The homeowners were interested in an addition with modern amenities but wanted to preserve the home’s architectural character
A wood-burning fireplace adds warmth to the grand library.
The grand library has mahogany walls, custom cabinetry, a cathedral ceiling and wall of windows that ushers abundant light into the space.
Radiant heating in the master-bathroom floor is topped by custom ceramic tiles.
Curved elliptical beams divide the ceilings in the his and her master bathrooms to define the smaller spaces, and built-ins maximize storage space.
The master suite has vaulted ceilings with painted beams that were built onsite. The ceiling, molding and windows are highly detailed.
Exterior stucco, roof slate, whitewash basket-weave brick, live-edge siding boards that reveal the tree they were cut from, oak trim and locally sourced stone are identical to the materials used in the 1930’s construction.
Granite, bluestone and brick paving incorporated in uniform and combination patterns around the house harmonize with the previous outdoor spaces.
A new garden shed near the street is reminiscent of a gatehouse and shares much of the home’s exterior detailing with a similar slate roof, copper details and a custom cupola.

• PROVIDED ENTRIES
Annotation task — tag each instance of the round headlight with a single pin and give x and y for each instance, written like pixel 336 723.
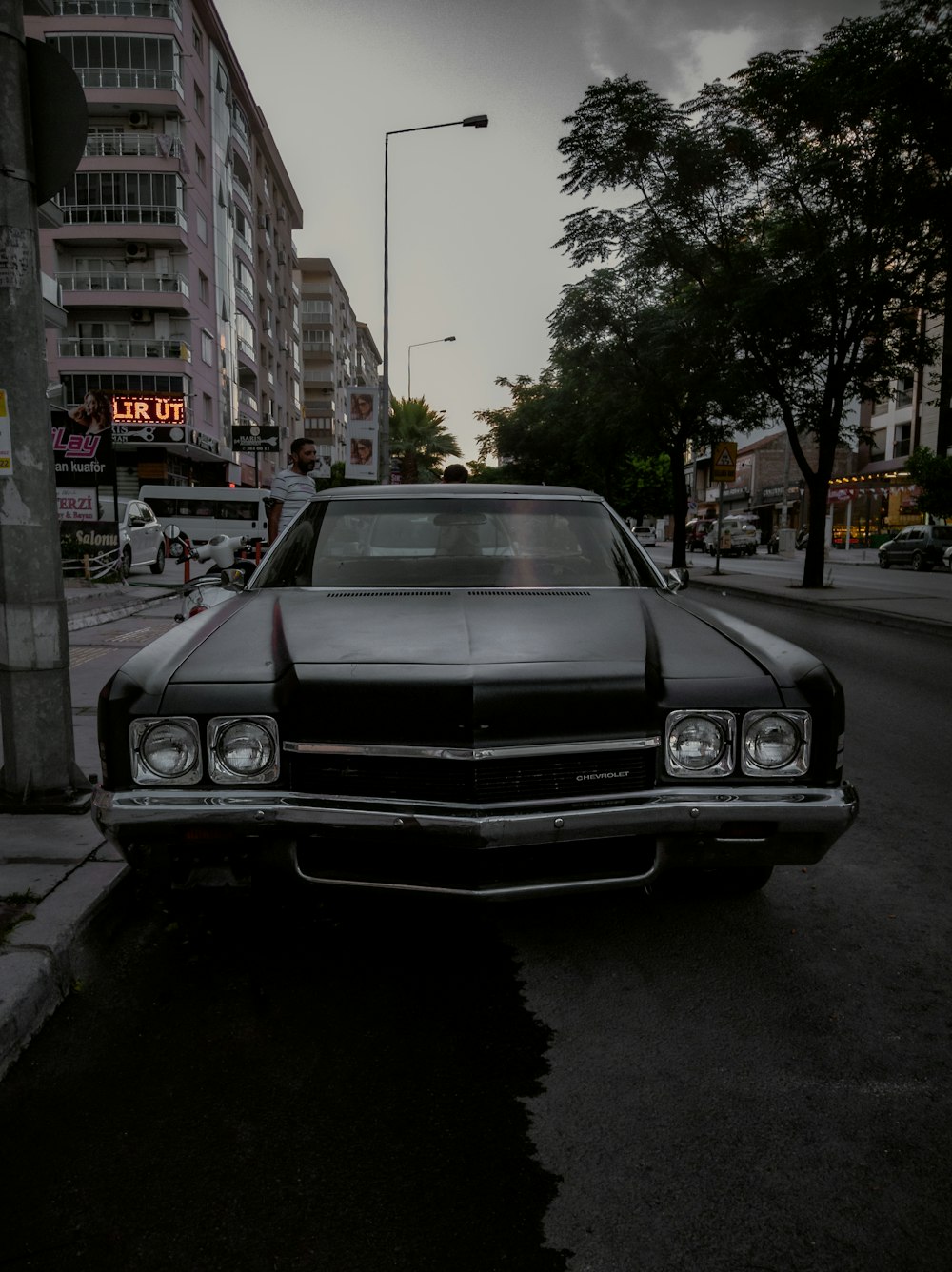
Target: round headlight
pixel 245 748
pixel 772 742
pixel 168 749
pixel 697 743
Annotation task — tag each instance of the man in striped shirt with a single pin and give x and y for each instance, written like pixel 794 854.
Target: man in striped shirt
pixel 292 488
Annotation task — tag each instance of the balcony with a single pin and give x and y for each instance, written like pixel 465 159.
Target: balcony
pixel 132 145
pixel 141 78
pixel 131 284
pixel 122 214
pixel 243 192
pixel 75 347
pixel 167 10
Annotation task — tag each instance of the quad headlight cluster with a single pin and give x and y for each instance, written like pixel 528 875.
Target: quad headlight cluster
pixel 719 743
pixel 238 750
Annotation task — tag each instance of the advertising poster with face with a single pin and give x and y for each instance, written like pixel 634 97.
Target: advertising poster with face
pixel 361 461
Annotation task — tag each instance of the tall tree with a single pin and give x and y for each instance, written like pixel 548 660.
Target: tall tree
pixel 660 377
pixel 787 196
pixel 420 439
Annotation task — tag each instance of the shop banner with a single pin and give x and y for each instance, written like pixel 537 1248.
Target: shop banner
pixel 83 444
pixel 248 438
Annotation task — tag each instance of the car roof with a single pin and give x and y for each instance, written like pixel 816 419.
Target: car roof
pixel 455 490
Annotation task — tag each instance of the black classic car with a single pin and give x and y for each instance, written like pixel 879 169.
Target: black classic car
pixel 481 689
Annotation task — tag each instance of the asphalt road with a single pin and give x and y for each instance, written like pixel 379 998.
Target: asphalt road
pixel 625 1083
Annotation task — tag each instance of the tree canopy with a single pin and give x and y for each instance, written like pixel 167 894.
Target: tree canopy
pixel 420 439
pixel 764 249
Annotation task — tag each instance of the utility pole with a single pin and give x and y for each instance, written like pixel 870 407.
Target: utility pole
pixel 36 707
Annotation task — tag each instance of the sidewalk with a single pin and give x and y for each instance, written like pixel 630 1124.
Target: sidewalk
pixel 56 871
pixel 857 589
pixel 60 873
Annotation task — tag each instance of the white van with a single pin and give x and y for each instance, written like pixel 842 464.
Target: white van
pixel 204 511
pixel 739 537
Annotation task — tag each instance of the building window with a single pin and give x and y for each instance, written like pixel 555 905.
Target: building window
pixel 903 392
pixel 122 197
pixel 122 61
pixel 902 440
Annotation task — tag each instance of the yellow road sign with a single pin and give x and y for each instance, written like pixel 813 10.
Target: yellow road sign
pixel 724 462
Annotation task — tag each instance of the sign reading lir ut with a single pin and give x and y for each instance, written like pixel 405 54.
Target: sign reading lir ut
pixel 724 461
pixel 6 439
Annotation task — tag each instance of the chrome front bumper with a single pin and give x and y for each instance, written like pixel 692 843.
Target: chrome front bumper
pixel 689 827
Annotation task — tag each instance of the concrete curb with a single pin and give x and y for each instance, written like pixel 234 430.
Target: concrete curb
pixel 42 957
pixel 819 603
pixel 106 613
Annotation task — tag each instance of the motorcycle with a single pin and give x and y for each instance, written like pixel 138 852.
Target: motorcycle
pixel 228 574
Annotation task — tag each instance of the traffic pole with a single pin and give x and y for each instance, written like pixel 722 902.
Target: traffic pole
pixel 36 708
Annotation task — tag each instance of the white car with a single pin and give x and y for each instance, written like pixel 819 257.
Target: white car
pixel 739 537
pixel 645 534
pixel 141 540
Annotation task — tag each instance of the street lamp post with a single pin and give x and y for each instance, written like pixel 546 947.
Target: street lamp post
pixel 471 121
pixel 444 340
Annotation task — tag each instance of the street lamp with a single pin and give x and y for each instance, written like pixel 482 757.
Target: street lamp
pixel 443 341
pixel 471 121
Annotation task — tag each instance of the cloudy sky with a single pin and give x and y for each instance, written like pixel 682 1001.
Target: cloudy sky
pixel 473 212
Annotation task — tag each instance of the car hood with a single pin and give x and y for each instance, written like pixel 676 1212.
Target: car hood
pixel 462 666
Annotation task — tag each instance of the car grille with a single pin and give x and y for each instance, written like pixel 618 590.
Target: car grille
pixel 518 780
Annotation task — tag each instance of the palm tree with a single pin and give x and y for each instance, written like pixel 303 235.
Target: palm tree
pixel 420 440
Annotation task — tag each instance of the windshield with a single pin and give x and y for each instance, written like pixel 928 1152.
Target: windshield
pixel 455 544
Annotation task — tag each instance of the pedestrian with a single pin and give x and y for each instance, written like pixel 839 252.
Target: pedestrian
pixel 292 488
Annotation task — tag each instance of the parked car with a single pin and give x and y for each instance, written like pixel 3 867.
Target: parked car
pixel 697 533
pixel 918 546
pixel 141 541
pixel 739 537
pixel 473 689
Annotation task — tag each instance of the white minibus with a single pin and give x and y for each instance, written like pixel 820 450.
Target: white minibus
pixel 204 511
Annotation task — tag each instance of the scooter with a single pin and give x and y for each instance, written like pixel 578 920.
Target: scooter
pixel 230 568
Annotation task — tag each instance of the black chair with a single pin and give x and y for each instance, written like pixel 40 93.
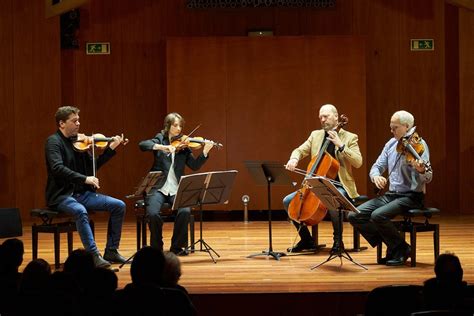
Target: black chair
pixel 166 214
pixel 408 225
pixel 54 222
pixel 394 300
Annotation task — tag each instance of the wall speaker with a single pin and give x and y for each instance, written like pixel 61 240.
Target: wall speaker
pixel 70 23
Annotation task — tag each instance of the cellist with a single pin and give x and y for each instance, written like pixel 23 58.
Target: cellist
pixel 344 147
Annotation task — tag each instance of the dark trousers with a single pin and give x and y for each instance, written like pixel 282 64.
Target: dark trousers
pixel 180 230
pixel 374 220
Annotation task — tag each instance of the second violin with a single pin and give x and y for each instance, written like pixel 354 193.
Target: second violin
pixel 84 142
pixel 184 141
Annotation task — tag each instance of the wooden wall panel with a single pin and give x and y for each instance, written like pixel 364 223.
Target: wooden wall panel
pixel 422 83
pixel 36 95
pixel 466 93
pixel 7 106
pixel 264 94
pixel 383 75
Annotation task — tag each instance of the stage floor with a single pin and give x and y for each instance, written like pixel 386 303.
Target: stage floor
pixel 233 272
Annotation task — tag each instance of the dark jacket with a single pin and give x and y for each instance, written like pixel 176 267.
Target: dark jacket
pixel 68 169
pixel 162 161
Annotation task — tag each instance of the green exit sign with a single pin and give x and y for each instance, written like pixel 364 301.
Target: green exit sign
pixel 97 48
pixel 422 44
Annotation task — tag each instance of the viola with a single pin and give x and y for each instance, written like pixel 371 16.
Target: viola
pixel 184 141
pixel 84 142
pixel 305 207
pixel 412 148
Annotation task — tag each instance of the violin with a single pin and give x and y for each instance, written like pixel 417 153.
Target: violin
pixel 83 142
pixel 412 148
pixel 184 141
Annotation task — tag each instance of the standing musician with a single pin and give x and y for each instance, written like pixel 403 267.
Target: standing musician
pixel 406 191
pixel 344 148
pixel 171 160
pixel 71 189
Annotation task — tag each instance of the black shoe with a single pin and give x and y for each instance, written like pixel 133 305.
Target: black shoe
pixel 399 261
pixel 112 255
pixel 99 262
pixel 303 246
pixel 388 256
pixel 179 251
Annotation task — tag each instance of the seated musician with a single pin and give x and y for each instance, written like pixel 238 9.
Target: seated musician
pixel 406 191
pixel 343 147
pixel 171 161
pixel 71 185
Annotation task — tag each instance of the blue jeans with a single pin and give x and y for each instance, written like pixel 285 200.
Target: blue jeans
pixel 155 201
pixel 78 204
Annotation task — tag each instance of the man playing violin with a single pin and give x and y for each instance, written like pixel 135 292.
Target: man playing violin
pixel 406 191
pixel 344 147
pixel 171 159
pixel 71 189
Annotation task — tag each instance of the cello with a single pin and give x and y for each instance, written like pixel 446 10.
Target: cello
pixel 305 207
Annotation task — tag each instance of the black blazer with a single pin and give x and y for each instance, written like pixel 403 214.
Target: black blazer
pixel 162 161
pixel 67 168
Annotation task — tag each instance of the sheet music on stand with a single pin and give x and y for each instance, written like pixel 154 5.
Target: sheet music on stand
pixel 143 188
pixel 204 188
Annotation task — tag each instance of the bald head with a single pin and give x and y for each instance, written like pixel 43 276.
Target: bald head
pixel 328 108
pixel 328 116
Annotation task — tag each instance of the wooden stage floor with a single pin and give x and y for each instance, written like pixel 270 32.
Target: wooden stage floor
pixel 235 273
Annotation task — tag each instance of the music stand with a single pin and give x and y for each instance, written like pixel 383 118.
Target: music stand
pixel 333 200
pixel 268 173
pixel 204 188
pixel 143 188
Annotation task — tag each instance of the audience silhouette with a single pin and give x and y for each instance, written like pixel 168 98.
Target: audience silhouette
pixel 447 291
pixel 146 295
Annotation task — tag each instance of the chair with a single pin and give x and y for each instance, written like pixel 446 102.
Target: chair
pixel 394 300
pixel 355 235
pixel 166 214
pixel 54 222
pixel 407 225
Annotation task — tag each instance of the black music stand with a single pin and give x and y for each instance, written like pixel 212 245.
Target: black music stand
pixel 268 173
pixel 333 199
pixel 143 188
pixel 204 188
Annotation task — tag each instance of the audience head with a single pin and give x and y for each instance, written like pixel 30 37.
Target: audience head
pixel 103 282
pixel 172 269
pixel 147 267
pixel 79 263
pixel 35 276
pixel 448 268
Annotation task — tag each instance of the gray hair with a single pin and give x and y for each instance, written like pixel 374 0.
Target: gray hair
pixel 330 107
pixel 405 118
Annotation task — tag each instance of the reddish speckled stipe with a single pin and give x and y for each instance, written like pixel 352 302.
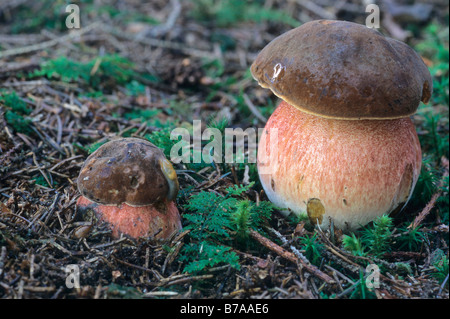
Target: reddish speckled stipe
pixel 145 221
pixel 357 169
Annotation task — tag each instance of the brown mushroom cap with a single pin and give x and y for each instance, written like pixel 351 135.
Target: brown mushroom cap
pixel 349 172
pixel 128 170
pixel 343 70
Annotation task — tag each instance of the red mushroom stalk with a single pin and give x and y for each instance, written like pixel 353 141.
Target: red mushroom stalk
pixel 348 151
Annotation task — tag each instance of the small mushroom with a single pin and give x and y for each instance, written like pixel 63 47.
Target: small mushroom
pixel 348 151
pixel 130 185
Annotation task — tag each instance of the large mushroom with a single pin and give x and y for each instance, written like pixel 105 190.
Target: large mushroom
pixel 130 185
pixel 347 149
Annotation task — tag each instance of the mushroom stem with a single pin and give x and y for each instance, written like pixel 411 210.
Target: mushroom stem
pixel 345 170
pixel 147 221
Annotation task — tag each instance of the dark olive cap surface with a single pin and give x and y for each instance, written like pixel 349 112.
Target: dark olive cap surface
pixel 344 70
pixel 127 170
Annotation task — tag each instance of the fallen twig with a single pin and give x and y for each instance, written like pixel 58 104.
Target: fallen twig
pixel 291 257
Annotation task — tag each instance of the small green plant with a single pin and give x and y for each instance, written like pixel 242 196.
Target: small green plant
pixel 16 112
pixel 353 244
pixel 410 238
pixel 96 73
pixel 360 290
pixel 215 223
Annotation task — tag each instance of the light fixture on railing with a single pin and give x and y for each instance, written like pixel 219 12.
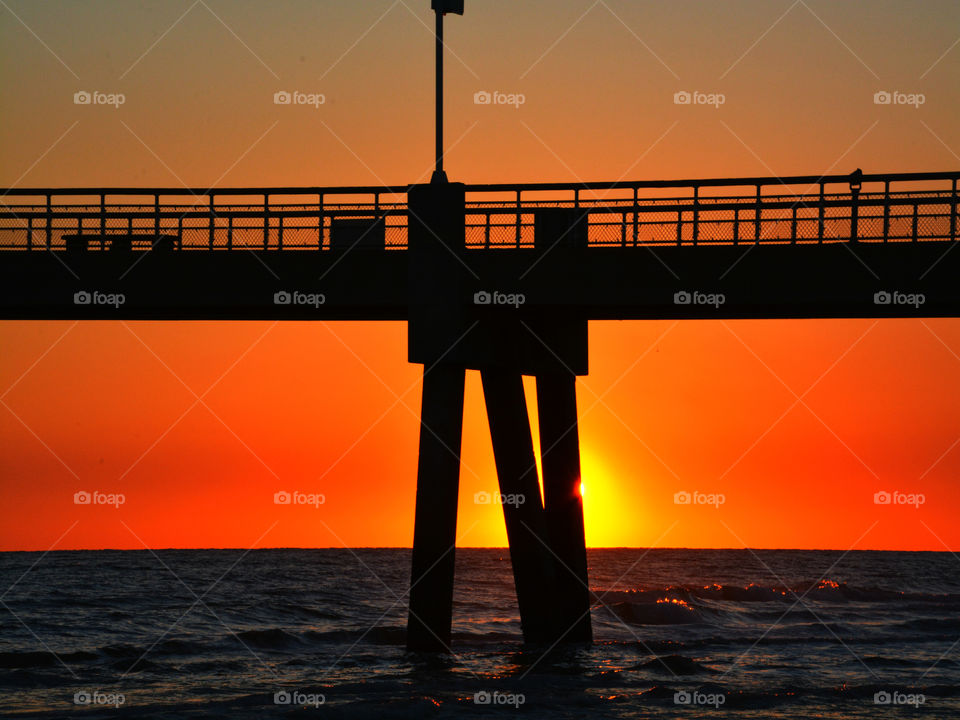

• TO DO
(a) Pull out the stretch of the home description from "The grand library has" through "custom ceramic tiles.", word for word.
(b) Repeat the stretch of the listing from the line that contains "Annotation task — tag each instance of the black shoe" through the line that contains "pixel 78 204", word for word.
The listing has no connection to the home description.

• SOLUTION LIST
(a)
The grand library has mahogany walls, custom cabinetry, a cathedral ceiling and wall of windows that ushers abundant light into the space.
Radiant heating in the master-bathroom floor is topped by custom ceramic tiles.

(b)
Annotation task — tag each instance of the black shoe with a single pin and give x and y for each instance, written like pixel 133 305.
Target: black shoe
pixel 399 261
pixel 112 255
pixel 99 262
pixel 303 246
pixel 388 256
pixel 179 251
Annotation task — tag each instance of the seated musician with a single pin and give x and y for each instance, written like pixel 238 9.
Target: seated musician
pixel 406 191
pixel 343 147
pixel 171 161
pixel 71 185
Annotation task — tag each instance of the blue jeans with a single pin and give x and y for each instance, written like pixel 285 200.
Target: blue jeans
pixel 155 201
pixel 78 204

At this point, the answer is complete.